SUPPLIED TEXT:
● ● ● ● ●

Speaker B: M. I see both of those, uh, examples happening all the time. Right. So when it comes to under, under measurement, um, when you go and ask the CEO or the leadership team, hey, what's actually working, they can't tell you. Right. And that's, that's definitely a problem. Or um, you know, maybe they for example are, hey, I know that we're spending on Google and Facebook for example and I see that roas in the platform is good, but what does it actually mean towards the business? Right. So they're under indexing. They don't, they aren't actually tying platform metrics to business goals and business KPIs like, right? What is uh, the actual profitability of this advertising spend? How much top line revenue are you driving? Is what you're doing actually profitable? So that's definitely, that can be a problem, but that's a lot, that's a lot easier to fix. Uh, the other Challenge, and I run into this a lot too, is probably more of like the mid sized companies, um, and they are over indexing and they're just spending too much time. Almost like we call it, we used to call it like spreadsheeting yourself to death. Right. Because you would just sit there in Excel and Google sheets and try to manipulate all the different data as much as you possibly can to try to give you a story when in reality if you just backed up and just said okay, maybe it's uh, I actually have to like run this test, fail fast and cheap right here, figure out if it's working or not. Right. Um, or maybe, um, maybe those KPIs actually don't, don't actually have like a big impact to the bottom line or the top line. Um, so a lot of these people who are over indexing are just spending way too much trying to figure out how um, like data will give them the answers when they sort of forget that there's a human, there's a human on the other side that's actually purchasing either your product or your services. And that customer, like psychology and the messaging and that kind of stuff is actually going to have a greater effect on the outcome.
Speaker A: You've, you've worked with companies that were, you know, six figures and turned them into seven, eight, nine figure kinds of companies and looked at these huge budgets. How do you, you turn that company around? How do you get them to focus on the right things and not doing too much measurement, but doing the right measurement?

● ● ● ● ●

PROVIDED DATA:
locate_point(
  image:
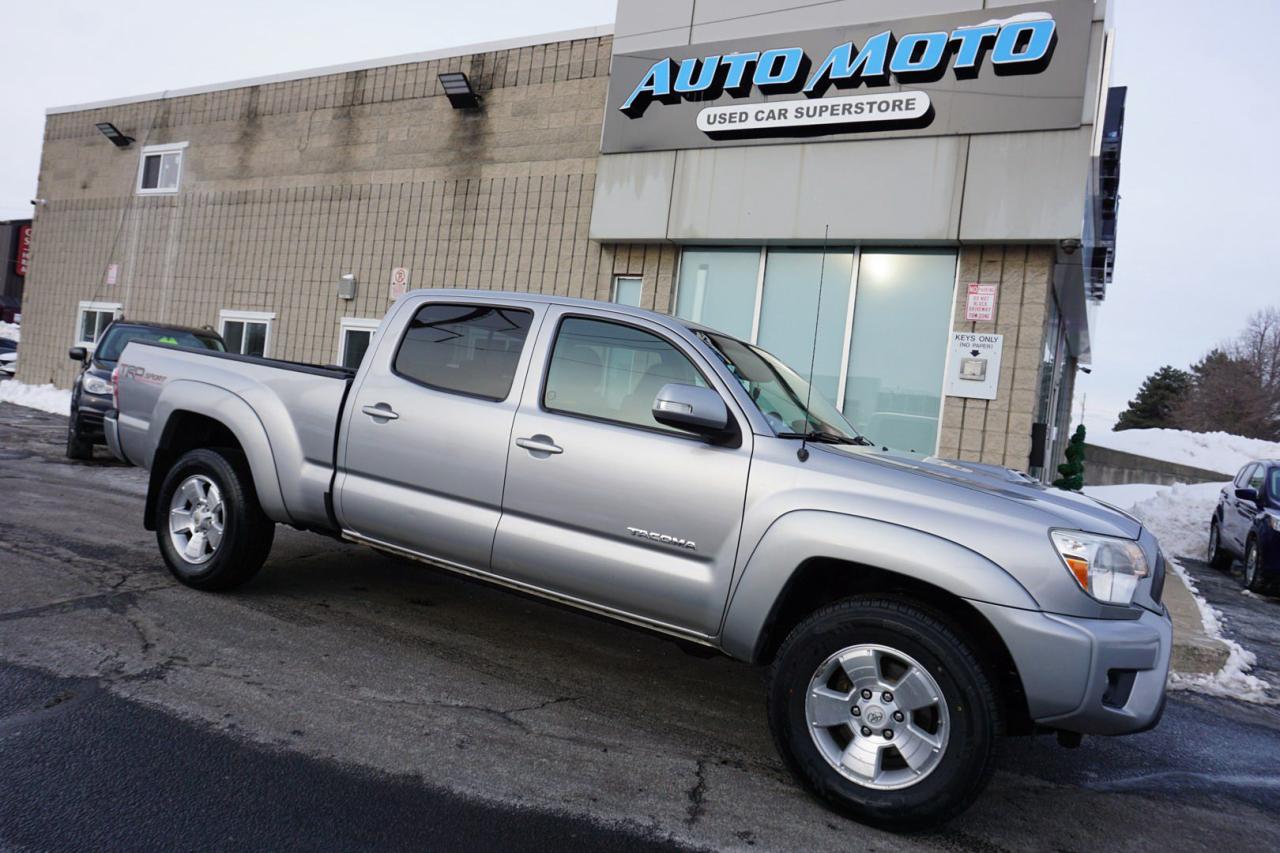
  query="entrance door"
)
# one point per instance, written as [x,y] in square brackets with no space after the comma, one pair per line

● ● ● ● ●

GIVEN TASK 1: From the ad measurement conversation, reproduce everything from "Speaker A: You've, you've" down to "the right measurement?".
GIVEN TASK 2: Render this sentence from the ad measurement conversation in Spanish: "How do you get them to focus on the right things and not doing too much measurement, but doing the right measurement?"
GIVEN TASK 3: Carry on the ad measurement conversation from its last line.

TASK RESPONSE 1:
Speaker A: You've, you've worked with companies that were, you know, six figures and turned them into seven, eight, nine figure kinds of companies and looked at these huge budgets. How do you, you turn that company around? How do you get them to focus on the right things and not doing too much measurement, but doing the right measurement?

TASK RESPONSE 2: ¿Cómo haces que se enfoquen en las cosas correctas y que no hagan demasiada medición, sino la medición correcta?

TASK RESPONSE 3:
Speaker B: Yeah, it really starts with taking inventory of that business. Right. Because every single business out there, they have some good and they have some bad. Right. And what, as a, as a marketer, one of the first things that we have to do is identify what type of resources and what type of talent already exist. Now where can we, as a, as a good partner in an agency, come in and fill in those gaps or those holes and try to uh, work more collaboratively with the existing team or their existing talent. Um, so that's the best way that we can actually come in together and, and take a business from you know, six figures, maybe seven figures to 10, 50, uh, even like $100 million. Right?
Speaker A: Yeah, I love that. What about um, when you jam in, you guys focus on SEO, you do paid media, you do all kinds of different stuff. Um, how do you view those? Discreetly is one more awareness is one more lead gen. How do you kind of construct the uh, the proper plan?
Speaker B: Yeah, that's a great question because there is no easy answer. I, um, would say that it really depends on, on the business itself, the industry, and maybe even going back to what we were, ah, previously talking about the skills that are there. So for example, you know, if you have a CEO of a company that is really, uh, in the mix in terms of like the industry, the product, the knowledge and everything like that, you actually might be able to do a little bit more organic because you could take their expertise and then blast that out everywhere, make content, um, get cited in different publications, um, you know, participate in different conversations and stuff like that. On the other hand, you may have a leadership team or team that doesn't have the talent, that nobody wants to be the face of the company. Um, and we actually have to rely a little bit more on paid advertising. Right. Or some, some paid channels. So yeah, there's a lot of variables that go into it, I would say. I think both are super important. But I could, you can really take digital marketing as a whole and say you have two arms. You have your paid and you have your organic or earned. Right. And then everything is related to that, whether that's web dev, that's content, um, uh, you know, those are all ancillary services or, or are parts of both paid and organic.
Speaker A: You've, you've also done a lot of work with B2C and major CPG brands.
Speaker B: Right?
Speaker A: But you also have done some work with B2B. How do you, when you enter a new account, are you working with a brand that's seven, eight figures? ARR. How do you treat them differently? Or is it the same kind of process?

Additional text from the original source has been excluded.